● To be done
Please tally how many lines in the items below contain the string "dark", with case counting, and give only that number.

Coordinate annotation entries
=====
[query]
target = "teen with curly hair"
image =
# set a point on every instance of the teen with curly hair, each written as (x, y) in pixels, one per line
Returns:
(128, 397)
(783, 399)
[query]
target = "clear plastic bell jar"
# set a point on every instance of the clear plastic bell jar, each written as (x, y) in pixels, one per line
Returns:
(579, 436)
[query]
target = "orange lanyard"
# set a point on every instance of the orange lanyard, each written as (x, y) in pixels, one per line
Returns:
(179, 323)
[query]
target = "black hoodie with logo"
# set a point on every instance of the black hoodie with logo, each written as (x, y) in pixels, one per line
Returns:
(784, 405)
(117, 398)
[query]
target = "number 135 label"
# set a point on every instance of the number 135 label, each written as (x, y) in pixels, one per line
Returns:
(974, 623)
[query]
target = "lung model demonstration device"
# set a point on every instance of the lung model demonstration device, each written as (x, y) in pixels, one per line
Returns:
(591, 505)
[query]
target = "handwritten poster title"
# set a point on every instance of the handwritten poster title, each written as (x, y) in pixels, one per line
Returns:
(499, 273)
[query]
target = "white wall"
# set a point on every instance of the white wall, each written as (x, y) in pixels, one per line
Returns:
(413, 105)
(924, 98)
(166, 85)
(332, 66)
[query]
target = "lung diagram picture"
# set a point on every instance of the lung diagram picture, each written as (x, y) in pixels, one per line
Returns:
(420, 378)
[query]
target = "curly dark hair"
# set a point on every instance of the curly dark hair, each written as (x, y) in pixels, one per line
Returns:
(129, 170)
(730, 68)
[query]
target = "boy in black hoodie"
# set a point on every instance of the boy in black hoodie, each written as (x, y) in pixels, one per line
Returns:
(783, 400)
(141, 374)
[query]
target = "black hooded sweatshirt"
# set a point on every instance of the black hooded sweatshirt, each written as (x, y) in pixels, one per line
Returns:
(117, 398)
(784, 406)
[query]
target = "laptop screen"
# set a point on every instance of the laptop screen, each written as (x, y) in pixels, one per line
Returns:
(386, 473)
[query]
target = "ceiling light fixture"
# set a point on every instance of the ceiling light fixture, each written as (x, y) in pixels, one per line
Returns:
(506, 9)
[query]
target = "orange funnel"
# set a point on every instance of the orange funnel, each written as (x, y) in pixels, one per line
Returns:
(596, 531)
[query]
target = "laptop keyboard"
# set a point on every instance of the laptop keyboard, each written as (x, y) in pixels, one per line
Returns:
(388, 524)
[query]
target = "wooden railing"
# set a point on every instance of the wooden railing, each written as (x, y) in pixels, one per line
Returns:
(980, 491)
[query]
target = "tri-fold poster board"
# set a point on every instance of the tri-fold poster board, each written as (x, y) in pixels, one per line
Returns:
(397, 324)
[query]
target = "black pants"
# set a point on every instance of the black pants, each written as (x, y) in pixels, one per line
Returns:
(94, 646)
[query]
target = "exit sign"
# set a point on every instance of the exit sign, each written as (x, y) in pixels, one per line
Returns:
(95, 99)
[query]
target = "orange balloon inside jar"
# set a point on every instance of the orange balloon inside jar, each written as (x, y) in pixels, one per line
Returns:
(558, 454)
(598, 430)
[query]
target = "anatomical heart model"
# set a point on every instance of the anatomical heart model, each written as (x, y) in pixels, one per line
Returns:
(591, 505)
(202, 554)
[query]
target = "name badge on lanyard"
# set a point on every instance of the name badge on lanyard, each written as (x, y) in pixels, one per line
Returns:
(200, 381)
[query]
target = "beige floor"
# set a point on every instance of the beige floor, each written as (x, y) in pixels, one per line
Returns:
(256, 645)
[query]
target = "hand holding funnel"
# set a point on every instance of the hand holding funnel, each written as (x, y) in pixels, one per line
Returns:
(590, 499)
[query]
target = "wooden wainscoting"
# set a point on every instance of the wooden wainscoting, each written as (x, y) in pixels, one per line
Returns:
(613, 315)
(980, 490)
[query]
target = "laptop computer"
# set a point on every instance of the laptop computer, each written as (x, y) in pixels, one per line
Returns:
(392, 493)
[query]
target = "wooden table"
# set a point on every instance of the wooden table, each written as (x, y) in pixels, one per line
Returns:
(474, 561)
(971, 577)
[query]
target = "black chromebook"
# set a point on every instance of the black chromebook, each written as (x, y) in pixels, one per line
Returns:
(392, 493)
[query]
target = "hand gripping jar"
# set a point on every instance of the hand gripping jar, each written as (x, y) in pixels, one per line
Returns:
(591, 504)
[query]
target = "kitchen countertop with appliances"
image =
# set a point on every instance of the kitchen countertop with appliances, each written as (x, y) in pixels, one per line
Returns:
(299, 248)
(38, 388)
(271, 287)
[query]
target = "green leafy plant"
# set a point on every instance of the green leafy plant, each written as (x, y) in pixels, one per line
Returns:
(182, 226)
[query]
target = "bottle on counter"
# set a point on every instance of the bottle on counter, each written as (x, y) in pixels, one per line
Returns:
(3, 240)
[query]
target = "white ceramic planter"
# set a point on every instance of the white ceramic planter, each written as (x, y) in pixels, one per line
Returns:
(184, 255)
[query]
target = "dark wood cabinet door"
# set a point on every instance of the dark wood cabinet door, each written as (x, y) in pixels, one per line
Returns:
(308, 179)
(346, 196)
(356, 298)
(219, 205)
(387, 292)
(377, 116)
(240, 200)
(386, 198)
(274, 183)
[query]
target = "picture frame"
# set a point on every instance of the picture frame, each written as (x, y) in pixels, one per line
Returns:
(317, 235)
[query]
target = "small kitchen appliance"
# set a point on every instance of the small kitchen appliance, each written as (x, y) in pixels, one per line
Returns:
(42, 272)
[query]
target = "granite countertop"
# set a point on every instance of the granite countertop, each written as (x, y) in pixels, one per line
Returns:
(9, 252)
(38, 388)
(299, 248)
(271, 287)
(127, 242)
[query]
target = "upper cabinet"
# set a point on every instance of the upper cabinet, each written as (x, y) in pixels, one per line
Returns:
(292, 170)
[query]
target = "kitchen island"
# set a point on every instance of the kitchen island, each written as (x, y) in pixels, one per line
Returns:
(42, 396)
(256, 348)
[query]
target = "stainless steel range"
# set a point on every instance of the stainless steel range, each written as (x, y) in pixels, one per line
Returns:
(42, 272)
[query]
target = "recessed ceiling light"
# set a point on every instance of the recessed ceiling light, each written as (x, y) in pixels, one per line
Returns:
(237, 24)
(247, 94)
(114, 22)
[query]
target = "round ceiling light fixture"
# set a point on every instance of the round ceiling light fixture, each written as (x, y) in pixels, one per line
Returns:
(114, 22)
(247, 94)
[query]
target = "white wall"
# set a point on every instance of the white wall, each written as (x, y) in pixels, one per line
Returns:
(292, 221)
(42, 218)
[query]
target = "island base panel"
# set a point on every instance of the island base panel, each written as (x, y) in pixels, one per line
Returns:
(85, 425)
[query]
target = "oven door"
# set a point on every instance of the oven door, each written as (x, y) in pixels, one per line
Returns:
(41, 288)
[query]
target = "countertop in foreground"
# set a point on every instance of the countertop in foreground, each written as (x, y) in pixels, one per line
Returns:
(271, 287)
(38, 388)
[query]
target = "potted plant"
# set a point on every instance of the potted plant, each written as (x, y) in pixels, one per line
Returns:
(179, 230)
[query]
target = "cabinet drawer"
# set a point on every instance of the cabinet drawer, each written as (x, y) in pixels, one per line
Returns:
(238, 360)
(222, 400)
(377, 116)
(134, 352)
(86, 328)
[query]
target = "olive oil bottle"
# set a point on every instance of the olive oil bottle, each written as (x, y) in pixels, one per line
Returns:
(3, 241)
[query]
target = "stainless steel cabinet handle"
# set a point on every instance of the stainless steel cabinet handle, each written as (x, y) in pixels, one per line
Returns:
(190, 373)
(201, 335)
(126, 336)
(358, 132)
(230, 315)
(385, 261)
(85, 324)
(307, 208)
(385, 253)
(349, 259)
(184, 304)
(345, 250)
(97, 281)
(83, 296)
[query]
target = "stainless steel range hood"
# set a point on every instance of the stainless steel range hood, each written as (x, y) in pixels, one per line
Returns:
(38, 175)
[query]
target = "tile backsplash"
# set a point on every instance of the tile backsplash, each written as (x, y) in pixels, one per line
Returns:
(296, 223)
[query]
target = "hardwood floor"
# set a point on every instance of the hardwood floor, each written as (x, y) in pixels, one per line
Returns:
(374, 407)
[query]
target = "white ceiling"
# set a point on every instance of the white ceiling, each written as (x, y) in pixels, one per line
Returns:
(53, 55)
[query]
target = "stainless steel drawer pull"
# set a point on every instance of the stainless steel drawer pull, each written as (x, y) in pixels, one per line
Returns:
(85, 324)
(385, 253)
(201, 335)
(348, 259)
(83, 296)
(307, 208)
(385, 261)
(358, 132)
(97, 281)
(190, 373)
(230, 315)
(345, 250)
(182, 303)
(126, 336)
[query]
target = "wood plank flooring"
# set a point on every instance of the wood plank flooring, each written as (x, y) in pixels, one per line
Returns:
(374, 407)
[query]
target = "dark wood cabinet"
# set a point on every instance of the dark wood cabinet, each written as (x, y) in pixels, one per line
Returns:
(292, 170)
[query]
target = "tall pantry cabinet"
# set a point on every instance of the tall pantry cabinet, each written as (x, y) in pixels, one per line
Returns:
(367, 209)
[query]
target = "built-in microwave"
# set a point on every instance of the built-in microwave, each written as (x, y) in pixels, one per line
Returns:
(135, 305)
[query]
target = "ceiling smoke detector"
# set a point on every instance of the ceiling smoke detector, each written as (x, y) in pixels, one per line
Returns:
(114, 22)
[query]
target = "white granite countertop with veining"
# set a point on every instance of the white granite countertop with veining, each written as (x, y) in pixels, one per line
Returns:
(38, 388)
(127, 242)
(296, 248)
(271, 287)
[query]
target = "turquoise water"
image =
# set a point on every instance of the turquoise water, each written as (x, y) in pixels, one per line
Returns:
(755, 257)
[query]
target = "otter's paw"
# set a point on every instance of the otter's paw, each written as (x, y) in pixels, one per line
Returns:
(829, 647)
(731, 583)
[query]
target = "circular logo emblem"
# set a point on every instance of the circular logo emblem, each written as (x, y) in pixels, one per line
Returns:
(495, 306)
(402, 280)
=====
● The output
6